> _To do_:
(a) In the wine clustering page, list each kind of wine that one of the K-Means clusters resembled, with the traits given for it.
(b) Copy the wine clustering page word for word, from "I expected K-Means" up to and including "as a comparison.".

> _Passage_:
----------
Back to Analytics

R / RStudio

Clustering Wines with K-Means and DBSCAN

Coursework · Solo · 2025

RK-MeansDBSCANClusteringUnsupervised LearningUCI Wine Dataset

Question

Can clustering tell us anything meaningful about wine attributes, and how do K-Means and DBSCAN compare on the same dataset?

Hypothesis

I expected K-Means to give cleaner clusters since the wine dataset doesn't have a ton of noise, but I wanted to see how DBSCAN would handle it as a comparison.

Approach

Started by normalizing the wine data so the distance calculations would work properly across features. Used both the elbow method and the silhouette method to pick the right number of clusters, and both pointed to k=3. Ran K-Means with k=3, then ran DBSCAN on the same data to compare how each algorithm handled the structure.

Result

The three K-Means clusters lined up with real wine types. One looked like dark wines with high color intensity and low flavanoids, one looked like high quality wines with high alcohol and phenols, and one looked like simple white wines. DBSCAN gave a different view by also flagging noise points instead of forcing every wine into a cluster. The biggest takeaway was that K-Means is fast and clean but assumes spherical clusters, while DBSCAN handles noise better but is harder to tune with two parameters.

Hierarchical Clustering with AGNES and DIANA

Coursework · Solo · 2025

RAGNESDIANAHierarchical ClusteringUnsupervised LearningUCI Wine Dataset

Question

Which hierarchical clustering method gives the cleanest structure on the wine dataset, and which linkage strategy works best?

Hypothesis

I figured one of the AGNES linkage methods would come out on top since they each handle distance differently, but I wanted to see how the divisive method DIANA would stack up too.
----------
> _Given information_:

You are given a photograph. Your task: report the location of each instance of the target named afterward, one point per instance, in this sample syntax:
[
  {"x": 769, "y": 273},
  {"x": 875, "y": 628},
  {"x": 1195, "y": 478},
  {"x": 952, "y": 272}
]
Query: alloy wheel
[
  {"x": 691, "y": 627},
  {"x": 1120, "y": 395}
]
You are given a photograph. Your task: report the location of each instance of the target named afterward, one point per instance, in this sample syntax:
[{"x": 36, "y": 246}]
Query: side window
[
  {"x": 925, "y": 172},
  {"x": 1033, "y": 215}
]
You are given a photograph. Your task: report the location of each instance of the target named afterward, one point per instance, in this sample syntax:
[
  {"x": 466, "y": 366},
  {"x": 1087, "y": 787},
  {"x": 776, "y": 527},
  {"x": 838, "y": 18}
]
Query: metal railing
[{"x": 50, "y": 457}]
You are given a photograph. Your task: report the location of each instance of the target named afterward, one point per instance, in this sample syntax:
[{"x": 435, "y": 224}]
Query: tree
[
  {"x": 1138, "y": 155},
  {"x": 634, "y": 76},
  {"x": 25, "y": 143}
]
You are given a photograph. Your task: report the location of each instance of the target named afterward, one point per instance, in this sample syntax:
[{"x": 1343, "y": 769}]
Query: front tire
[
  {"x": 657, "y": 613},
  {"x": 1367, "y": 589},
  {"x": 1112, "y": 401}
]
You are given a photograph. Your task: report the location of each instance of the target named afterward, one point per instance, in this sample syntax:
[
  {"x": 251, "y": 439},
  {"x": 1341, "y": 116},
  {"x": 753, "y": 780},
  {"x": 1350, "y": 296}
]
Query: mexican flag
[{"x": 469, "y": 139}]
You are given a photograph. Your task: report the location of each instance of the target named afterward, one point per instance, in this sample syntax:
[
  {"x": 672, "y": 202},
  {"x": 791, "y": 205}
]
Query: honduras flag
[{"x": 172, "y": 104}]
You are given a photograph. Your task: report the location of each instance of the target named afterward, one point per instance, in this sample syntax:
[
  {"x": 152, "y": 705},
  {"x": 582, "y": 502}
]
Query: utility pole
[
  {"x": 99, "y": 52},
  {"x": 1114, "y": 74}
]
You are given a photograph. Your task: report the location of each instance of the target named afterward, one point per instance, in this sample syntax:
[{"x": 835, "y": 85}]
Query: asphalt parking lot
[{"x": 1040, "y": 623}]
----------
> _List of solutions_:
(a)
- Dark wines, with high color intensity and low flavanoids
- High quality wines, with high alcohol and phenols
- Simple white wines

(b)
I expected K-Means to give cleaner clusters since the wine dataset doesn't have a ton of noise, but I wanted to see how DBSCAN would handle it as a comparison.